Set exercise. Reproduce every one of the records below, line for line, without changing a single character.

# START OF Entries

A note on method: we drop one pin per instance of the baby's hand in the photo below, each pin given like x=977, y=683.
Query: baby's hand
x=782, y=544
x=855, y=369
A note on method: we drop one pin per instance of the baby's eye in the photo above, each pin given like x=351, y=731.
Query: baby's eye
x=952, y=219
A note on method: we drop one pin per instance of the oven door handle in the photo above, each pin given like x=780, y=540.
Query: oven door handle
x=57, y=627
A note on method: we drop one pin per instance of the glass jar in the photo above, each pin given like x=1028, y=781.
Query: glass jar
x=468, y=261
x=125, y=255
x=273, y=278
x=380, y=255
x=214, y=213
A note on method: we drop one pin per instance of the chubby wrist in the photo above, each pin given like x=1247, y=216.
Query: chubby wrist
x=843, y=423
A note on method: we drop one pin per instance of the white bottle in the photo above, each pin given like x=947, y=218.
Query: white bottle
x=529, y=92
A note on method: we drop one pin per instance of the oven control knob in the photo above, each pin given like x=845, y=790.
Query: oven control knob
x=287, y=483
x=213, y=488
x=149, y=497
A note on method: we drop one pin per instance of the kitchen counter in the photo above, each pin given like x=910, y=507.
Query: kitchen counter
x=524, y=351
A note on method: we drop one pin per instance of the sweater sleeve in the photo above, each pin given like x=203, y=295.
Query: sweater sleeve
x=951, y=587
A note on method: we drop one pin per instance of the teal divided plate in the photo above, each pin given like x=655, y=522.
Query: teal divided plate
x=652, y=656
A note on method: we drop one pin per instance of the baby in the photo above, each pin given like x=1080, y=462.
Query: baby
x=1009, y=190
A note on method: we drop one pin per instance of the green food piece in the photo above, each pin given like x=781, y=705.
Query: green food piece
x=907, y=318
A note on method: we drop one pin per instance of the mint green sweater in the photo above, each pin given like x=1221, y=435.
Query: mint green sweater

# END OF Entries

The reply.
A note on method: we drop one pin per instance of the baby's hand in the photo below, each pin given like x=977, y=683.
Query: baby's hand
x=782, y=544
x=855, y=369
A note on method: we drop one pin per instance of the baby's eye in the photo above, each pin given like x=351, y=731.
Query: baby's eye
x=952, y=219
A note on method: we drop one pin per instance of the oven door handle in the photo above, each pin given like x=780, y=540.
Query: oven door handle
x=57, y=627
A note on method: we drop one pin per instance of the glass jar in the photo above, each pin given like x=1028, y=781.
Query: glass jar
x=468, y=261
x=125, y=255
x=273, y=278
x=380, y=255
x=214, y=213
A note on method: we drop one pin per instance of the chubby wrist in the photo above, each pin given like x=1247, y=216.
Query: chubby wrist
x=843, y=423
A note on method: we drop one pin per instance of the white bottle in the photo above, each pin given like x=947, y=218.
Query: white bottle
x=529, y=92
A note on method: we drop one pin per instance of the oven control knob in the photo above, each pin given like x=845, y=790.
Query: oven control knob
x=287, y=483
x=213, y=488
x=149, y=497
A note on method: we drop one pin per instance of the kitchen counter in the photo above, each pin given like x=910, y=507.
Query: kitchen counter
x=524, y=351
A note on method: we drop one pin per instance of the sweater sleeve in the photo above, each pin given like x=203, y=295.
Query: sweater sleeve
x=951, y=587
A note on method: we drop one pin per instance of the teal divided plate in the photo above, each pin given like x=655, y=522.
Query: teal divided plate
x=652, y=656
A note on method: we drop one pin per instance of the baby in the photo above, each pin given like x=1080, y=462.
Query: baby
x=1009, y=190
A note on method: we drop one pin per instance of the green food piece in the photo above, each pin given like x=781, y=705.
Query: green food piece
x=907, y=318
A note on method: we drop one pin per instance of the mint green sweater in the photo above, each pin given like x=1221, y=435.
Query: mint green sweater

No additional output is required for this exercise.